Referring expression data:
--
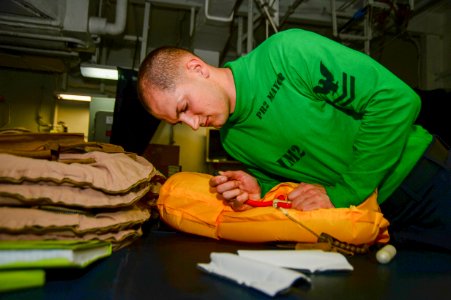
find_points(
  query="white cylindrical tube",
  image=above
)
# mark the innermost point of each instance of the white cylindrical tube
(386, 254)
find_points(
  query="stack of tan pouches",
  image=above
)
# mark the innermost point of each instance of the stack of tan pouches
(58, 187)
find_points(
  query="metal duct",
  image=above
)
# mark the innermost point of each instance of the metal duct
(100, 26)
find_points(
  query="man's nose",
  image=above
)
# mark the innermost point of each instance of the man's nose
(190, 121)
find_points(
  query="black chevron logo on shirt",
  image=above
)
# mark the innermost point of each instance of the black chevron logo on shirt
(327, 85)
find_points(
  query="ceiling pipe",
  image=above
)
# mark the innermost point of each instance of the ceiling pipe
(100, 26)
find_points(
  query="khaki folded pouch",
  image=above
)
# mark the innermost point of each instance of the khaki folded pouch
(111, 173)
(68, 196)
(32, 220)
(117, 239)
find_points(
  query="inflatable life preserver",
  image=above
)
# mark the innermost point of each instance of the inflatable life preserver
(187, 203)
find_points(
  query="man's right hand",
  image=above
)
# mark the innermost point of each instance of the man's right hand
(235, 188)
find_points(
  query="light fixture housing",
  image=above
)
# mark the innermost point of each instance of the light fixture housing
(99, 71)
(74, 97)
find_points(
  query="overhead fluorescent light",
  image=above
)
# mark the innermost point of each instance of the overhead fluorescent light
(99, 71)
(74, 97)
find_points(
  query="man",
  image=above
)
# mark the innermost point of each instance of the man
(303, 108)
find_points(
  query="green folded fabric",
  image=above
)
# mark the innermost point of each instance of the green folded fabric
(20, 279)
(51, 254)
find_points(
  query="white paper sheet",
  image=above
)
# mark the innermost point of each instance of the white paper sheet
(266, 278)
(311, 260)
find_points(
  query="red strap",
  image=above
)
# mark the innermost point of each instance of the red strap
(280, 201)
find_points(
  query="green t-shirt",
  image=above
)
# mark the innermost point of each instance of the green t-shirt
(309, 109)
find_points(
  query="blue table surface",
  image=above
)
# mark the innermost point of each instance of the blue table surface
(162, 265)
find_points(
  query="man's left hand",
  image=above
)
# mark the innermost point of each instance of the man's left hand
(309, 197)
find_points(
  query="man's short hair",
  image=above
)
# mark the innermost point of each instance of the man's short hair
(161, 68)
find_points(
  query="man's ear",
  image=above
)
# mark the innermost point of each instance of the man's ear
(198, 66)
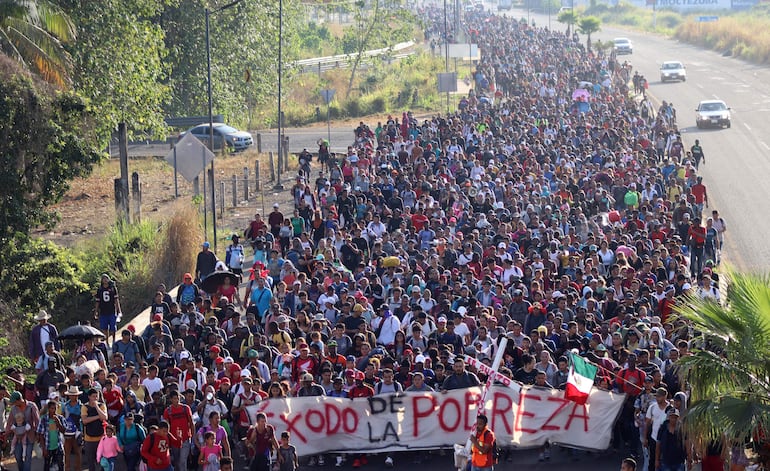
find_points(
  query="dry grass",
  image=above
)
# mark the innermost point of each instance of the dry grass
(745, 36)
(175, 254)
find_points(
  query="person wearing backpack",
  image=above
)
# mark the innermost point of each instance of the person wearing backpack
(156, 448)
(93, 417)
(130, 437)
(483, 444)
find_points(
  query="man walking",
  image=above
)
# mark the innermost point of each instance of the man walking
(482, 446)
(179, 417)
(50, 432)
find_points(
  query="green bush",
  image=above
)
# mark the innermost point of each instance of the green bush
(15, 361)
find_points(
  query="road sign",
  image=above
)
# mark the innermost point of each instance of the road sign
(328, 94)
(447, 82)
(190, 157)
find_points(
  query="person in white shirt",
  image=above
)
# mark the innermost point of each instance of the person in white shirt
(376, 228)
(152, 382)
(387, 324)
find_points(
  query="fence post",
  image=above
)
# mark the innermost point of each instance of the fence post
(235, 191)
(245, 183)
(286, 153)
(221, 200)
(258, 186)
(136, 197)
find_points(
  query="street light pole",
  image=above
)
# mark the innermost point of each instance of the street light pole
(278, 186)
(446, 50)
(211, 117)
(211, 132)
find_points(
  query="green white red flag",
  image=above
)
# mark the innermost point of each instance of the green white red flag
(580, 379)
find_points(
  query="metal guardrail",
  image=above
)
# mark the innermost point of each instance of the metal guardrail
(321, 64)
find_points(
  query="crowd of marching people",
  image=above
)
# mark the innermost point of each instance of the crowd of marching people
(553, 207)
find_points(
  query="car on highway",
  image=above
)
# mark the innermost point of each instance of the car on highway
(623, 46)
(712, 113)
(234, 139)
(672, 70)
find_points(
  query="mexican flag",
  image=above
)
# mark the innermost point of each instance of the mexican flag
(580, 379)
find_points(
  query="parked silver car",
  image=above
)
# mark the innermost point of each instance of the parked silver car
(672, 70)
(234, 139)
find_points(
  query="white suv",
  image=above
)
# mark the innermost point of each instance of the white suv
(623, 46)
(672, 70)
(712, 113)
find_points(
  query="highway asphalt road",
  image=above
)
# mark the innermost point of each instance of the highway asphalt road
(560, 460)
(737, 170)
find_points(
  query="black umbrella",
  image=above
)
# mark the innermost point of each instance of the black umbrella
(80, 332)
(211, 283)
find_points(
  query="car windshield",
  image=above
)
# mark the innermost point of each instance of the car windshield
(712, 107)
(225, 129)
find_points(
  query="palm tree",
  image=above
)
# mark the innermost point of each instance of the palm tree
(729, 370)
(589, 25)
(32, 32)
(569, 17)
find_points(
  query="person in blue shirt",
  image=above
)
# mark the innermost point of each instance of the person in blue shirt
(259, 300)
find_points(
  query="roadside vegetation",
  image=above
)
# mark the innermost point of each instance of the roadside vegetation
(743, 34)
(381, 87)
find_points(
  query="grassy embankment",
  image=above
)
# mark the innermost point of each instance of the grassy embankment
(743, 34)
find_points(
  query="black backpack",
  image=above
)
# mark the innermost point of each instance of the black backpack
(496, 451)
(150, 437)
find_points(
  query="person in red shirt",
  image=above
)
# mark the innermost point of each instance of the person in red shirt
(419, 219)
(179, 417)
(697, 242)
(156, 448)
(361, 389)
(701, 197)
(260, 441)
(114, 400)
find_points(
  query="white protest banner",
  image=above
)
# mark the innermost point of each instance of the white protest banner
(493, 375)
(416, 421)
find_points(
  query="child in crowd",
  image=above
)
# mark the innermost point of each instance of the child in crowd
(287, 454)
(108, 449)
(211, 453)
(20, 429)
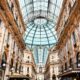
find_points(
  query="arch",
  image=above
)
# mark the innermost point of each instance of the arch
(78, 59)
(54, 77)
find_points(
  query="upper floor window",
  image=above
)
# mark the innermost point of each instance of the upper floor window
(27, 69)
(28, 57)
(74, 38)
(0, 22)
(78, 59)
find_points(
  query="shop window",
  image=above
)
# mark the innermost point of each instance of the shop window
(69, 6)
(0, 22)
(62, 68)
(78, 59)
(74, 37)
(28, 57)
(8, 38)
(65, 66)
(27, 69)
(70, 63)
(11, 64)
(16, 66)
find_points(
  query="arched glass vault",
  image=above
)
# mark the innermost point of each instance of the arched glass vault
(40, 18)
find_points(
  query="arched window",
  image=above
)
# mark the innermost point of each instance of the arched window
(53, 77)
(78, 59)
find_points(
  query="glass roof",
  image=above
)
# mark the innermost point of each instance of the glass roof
--
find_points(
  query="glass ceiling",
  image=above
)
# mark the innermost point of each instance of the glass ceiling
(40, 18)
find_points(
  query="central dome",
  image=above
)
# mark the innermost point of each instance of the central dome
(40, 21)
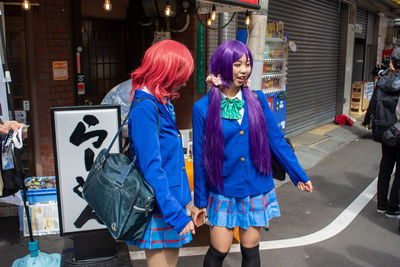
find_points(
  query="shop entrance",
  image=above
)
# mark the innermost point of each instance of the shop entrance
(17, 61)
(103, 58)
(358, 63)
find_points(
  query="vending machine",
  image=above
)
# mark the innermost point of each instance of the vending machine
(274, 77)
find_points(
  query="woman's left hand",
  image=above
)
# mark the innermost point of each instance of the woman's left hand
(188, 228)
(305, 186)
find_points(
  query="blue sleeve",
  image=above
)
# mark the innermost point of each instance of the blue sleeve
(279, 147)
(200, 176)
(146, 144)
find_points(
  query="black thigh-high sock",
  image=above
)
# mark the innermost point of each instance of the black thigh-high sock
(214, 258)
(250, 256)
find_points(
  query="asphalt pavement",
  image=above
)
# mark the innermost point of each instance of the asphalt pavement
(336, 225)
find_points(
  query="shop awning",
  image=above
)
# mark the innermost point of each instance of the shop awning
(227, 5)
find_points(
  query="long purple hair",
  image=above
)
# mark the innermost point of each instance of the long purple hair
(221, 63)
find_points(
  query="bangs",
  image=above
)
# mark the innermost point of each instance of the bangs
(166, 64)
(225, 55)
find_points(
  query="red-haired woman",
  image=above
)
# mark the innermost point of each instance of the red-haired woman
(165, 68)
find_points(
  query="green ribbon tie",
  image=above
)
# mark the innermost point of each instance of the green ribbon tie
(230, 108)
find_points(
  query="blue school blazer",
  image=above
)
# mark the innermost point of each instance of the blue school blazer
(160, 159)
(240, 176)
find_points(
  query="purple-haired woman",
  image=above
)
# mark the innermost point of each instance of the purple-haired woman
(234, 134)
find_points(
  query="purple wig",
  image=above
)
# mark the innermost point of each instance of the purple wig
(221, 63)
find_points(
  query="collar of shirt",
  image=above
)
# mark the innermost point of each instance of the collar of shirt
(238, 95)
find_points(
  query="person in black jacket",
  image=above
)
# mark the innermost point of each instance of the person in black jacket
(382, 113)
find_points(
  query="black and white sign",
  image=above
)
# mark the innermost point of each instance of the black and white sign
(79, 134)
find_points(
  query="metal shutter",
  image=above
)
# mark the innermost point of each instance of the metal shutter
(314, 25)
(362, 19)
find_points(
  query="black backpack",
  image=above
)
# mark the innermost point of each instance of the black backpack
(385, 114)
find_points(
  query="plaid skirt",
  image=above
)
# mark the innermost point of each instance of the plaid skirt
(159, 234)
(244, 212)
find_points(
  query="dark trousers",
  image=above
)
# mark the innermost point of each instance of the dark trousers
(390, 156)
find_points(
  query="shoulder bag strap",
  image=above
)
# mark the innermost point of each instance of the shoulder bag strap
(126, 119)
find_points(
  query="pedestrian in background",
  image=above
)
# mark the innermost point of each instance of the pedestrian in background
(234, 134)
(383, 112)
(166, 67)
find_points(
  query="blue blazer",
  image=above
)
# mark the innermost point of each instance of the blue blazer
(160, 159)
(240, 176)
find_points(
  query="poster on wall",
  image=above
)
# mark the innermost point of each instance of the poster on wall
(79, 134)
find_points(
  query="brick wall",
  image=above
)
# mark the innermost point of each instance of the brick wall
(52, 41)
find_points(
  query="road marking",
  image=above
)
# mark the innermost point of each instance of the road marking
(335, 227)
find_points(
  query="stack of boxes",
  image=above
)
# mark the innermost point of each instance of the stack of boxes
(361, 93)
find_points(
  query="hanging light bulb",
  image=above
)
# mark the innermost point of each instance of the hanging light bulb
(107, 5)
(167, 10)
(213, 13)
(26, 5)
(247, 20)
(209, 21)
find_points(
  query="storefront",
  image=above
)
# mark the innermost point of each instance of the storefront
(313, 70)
--
- _Problem description_:
Line count for the word "roof": please state how many lines of the records above contain it, and nothing else.

- _Answer to the problem_:
2